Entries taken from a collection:
- - - - - - -

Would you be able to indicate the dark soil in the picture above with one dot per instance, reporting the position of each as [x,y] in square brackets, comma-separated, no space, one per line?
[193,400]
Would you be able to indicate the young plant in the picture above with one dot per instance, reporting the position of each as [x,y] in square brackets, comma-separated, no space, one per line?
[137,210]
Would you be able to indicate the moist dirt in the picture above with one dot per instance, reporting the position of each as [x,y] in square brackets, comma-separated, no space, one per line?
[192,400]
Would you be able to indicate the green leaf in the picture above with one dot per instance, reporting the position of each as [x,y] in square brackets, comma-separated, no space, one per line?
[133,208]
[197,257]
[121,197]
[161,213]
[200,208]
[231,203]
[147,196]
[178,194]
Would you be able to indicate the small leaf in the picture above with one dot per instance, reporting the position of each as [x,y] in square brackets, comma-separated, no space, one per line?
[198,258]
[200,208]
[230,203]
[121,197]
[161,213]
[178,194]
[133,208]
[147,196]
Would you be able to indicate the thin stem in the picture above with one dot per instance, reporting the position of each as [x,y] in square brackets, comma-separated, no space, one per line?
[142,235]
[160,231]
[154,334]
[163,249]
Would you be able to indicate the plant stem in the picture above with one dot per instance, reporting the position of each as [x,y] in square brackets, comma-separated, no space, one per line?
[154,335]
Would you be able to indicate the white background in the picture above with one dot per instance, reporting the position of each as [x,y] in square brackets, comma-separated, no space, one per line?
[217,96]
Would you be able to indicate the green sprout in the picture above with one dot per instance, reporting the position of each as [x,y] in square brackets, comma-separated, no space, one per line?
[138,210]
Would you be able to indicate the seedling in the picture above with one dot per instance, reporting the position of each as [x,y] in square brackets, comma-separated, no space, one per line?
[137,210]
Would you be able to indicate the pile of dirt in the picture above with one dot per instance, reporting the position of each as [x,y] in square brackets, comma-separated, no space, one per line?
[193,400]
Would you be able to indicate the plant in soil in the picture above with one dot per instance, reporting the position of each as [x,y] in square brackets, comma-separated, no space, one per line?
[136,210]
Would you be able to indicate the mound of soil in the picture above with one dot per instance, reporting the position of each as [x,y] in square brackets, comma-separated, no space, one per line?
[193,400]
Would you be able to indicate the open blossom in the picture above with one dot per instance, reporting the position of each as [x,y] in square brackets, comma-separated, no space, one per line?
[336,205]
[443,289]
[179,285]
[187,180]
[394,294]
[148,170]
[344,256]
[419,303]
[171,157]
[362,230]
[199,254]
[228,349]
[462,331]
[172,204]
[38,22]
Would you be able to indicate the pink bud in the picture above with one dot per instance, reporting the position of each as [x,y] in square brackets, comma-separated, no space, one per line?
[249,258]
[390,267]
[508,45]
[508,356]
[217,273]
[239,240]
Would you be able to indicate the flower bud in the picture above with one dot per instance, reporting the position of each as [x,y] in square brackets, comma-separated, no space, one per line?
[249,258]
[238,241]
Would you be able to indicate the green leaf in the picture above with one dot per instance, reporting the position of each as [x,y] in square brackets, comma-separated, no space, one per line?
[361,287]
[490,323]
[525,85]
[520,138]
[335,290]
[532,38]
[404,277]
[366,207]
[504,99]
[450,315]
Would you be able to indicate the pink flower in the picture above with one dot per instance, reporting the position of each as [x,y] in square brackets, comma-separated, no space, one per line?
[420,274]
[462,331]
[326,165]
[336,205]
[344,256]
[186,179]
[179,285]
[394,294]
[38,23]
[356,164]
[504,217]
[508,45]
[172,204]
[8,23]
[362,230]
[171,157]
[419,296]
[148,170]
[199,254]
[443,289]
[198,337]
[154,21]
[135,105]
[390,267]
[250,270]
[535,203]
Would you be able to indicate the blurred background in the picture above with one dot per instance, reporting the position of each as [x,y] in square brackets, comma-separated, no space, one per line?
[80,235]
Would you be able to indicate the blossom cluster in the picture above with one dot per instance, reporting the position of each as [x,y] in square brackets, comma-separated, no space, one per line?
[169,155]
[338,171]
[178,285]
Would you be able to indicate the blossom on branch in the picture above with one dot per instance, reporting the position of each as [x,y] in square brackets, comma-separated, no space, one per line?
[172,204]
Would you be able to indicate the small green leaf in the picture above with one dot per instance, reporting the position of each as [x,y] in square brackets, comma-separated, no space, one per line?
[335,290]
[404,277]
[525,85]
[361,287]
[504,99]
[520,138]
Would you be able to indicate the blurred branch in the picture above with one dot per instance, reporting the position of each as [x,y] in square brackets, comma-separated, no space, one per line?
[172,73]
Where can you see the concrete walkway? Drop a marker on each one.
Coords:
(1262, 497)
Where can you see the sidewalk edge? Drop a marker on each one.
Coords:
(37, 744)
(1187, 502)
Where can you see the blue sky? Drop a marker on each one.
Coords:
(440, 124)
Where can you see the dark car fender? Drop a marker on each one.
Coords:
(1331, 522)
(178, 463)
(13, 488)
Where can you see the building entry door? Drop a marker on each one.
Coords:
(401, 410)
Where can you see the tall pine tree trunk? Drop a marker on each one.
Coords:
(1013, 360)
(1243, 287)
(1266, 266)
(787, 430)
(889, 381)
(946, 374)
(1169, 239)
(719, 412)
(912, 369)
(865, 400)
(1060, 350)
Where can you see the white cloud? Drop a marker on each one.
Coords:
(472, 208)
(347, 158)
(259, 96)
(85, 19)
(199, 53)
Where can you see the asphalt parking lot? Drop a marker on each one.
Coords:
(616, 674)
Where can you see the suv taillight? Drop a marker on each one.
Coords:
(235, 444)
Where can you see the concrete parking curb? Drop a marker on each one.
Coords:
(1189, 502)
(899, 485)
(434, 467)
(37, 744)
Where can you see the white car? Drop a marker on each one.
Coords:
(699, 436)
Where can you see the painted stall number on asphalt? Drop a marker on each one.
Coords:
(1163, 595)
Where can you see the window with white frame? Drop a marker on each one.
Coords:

- - - - - - -

TASK GOAL:
Write out all the items above again, renaming "Coords" to "Coordinates" everywhere it shows up and leaving everything else the same.

EXERCISE OUTPUT:
Would you be able to indicate the dark soil in the picture above with one dot per instance, reporting the position of each as [x,y] in square brackets, comma-separated, no space, one per line?
[193,400]
Would you be able to indicate the young plant in the picture above with one dot per instance, reporting the position of each as [x,y] in square brackets, comma-separated, no space, one per line?
[137,210]
Would you be able to indicate the moist dirt in the picture above with one dot per instance, reporting the position of each as [x,y] in square brackets, comma-separated, no space, one per line?
[192,400]
Would you be able to indicate the green leaf in the picture above with one dot per instance, reporting the position of each as [x,y] in square brackets, comma-separated, no space, one per line?
[133,208]
[197,257]
[121,197]
[161,213]
[200,208]
[231,203]
[147,196]
[178,194]
Would you be able to indicate the small leaf in the picture above with one dot per instance, reporting the position of each as [x,y] in square brackets, comma-separated, no space, one per line?
[198,258]
[200,208]
[230,203]
[121,197]
[161,213]
[178,194]
[133,208]
[147,196]
Would you be able to indicate the thin stem in the picture above with one dot per instance, reporting the position of each as [x,y] in square brackets, comma-separated, no space, one per line?
[142,235]
[160,231]
[154,334]
[163,249]
Would you be able to indicate the plant stem in the picture above with one dot per instance, reporting the position of each as [x,y] in square brackets, comma-separated, no space, one per line?
[154,335]
Would you be able to indicate the white background in the picture above with one dot per instance, reporting the position of each as [x,y] in square brackets, comma-separated, no space, one per line?
[217,96]
Would you be able to indicate the green sprout in the picture above with one dot per instance, reporting the position of each as [x,y] in square brackets, comma-separated, no space, one per line?
[138,210]
Would you be able to indicate the seedling in the picture above with one dot per instance, reporting the position of each as [x,y] in square brackets, comma-separated, no space, one per line?
[137,210]
Would you be able to indicate the pile of dirt in the picture above with one dot per instance, reporting the position of each as [x,y] in square brackets, comma-separated, no space, one per line?
[193,400]
Would you be able to indicate the plant in soil in the picture above with one dot per instance, reporting the position of each as [x,y] in square brackets, comma-separated, no space, one per line?
[136,210]
Would you be able to indicate the mound of soil in the picture above with one dot per instance, reporting the position of each as [x,y] in square brackets, comma-separated, no space, one per line?
[193,400]
Would you be able to indicate the open blossom in the picture above with one dot per instance, reporting the position of each as [x,y] in square brackets, comma-separated, no space, one per line?
[336,205]
[443,289]
[179,285]
[187,180]
[394,294]
[148,170]
[344,256]
[419,303]
[171,157]
[362,230]
[199,254]
[228,349]
[462,331]
[172,204]
[38,22]
Would you be able to indicate the pink bud in the picture above with one dot per instance, reporting the position of each as [x,y] in square brackets, comma-separated, no space, one per line?
[249,258]
[390,267]
[508,45]
[508,356]
[217,273]
[239,240]
Would you be able to indicate the flower bud in the picture above with one dot per instance, reporting the position of each as [x,y] in square brackets, comma-separated, no space, one per line?
[249,258]
[238,241]
Would you be able to indicate the green leaf in the picture above with one dot per instance, reporting the position of each as [x,y] in square brackets, comma-separated, no space, one per line?
[361,287]
[490,323]
[525,85]
[520,138]
[335,290]
[532,38]
[404,277]
[366,207]
[504,99]
[450,315]
Would you be able to indicate the pink flower in the picture above with one dot per instance, reporting the position of each as [x,y] in square brackets, comma-separated, no space, one per line?
[420,274]
[462,331]
[326,165]
[336,205]
[344,256]
[186,179]
[179,285]
[394,294]
[38,23]
[356,164]
[504,217]
[508,45]
[172,204]
[8,23]
[362,230]
[171,157]
[419,296]
[148,170]
[199,254]
[443,289]
[198,337]
[154,21]
[135,105]
[390,267]
[250,270]
[535,203]
Would you be able to indicate the blurred background in the picture above with one dot per instance, reporting the position of each as [x,y] in square brackets, comma-separated, no space, one per line?
[80,235]
Would you be able to indicate the blossom cluster in the picture above with one dot per instance, reporting the position of each as [x,y] in square brackets, comma-separated, no space, one per line?
[169,155]
[338,171]
[178,285]
Would you be able to indicate the blossom on branch in the picture above with one dot per instance, reporting the position of each as [x,y] in square brackets, comma-separated, no space, one per line?
[172,204]
Would you be able to indicate the small green leaf in the picture above with one dot per instance, reporting the position of each as [x,y] in square brackets, comma-separated, no space, one per line?
[335,290]
[404,277]
[525,85]
[361,287]
[504,99]
[520,138]
Would you be able to indicate the blurred branch in the picture above with one dot per instance, reporting the position of each as [x,y] in square brackets, comma-separated, no space, one per line?
[172,73]
Where can you see the concrete walkway? Drop a marker on each one.
Coordinates:
(1262, 497)
Where can you see the sidewalk edge? Drop a marker on each one.
Coordinates:
(37, 744)
(1187, 502)
Where can you see the blue sky? Drop a marker on each one.
Coordinates:
(440, 124)
Where can you see the dark car fender? Drop a marker on each one.
Coordinates:
(1331, 522)
(178, 463)
(13, 488)
Where can you see the building entry door? Drop a marker on each one.
Coordinates:
(401, 410)
Where can you see the tall pine tree trunk? Drop a marker on each one.
Coordinates:
(1013, 360)
(1243, 287)
(1266, 266)
(787, 430)
(889, 381)
(946, 374)
(1169, 239)
(719, 412)
(912, 369)
(865, 400)
(1060, 350)
Where can you see the white cloud? Drop a marker on each one.
Coordinates:
(472, 208)
(347, 158)
(259, 96)
(85, 19)
(199, 53)
Where can you see the asphalt parking lot? Drop a marker on each one.
Coordinates:
(616, 674)
Where can you see the suv taillight? Drop a marker on each one.
Coordinates:
(235, 444)
Where can you see the concrete parking curb? Drop a marker on each one.
Coordinates:
(1189, 502)
(899, 485)
(434, 467)
(37, 744)
Where can you see the white car? Drop a marker on each one.
Coordinates:
(699, 436)
Where can you see the painted stall number on asphalt? Drop a marker on each one.
Coordinates:
(1163, 595)
Where can you see the window with white frame? Drop a marker on each one.
Coordinates:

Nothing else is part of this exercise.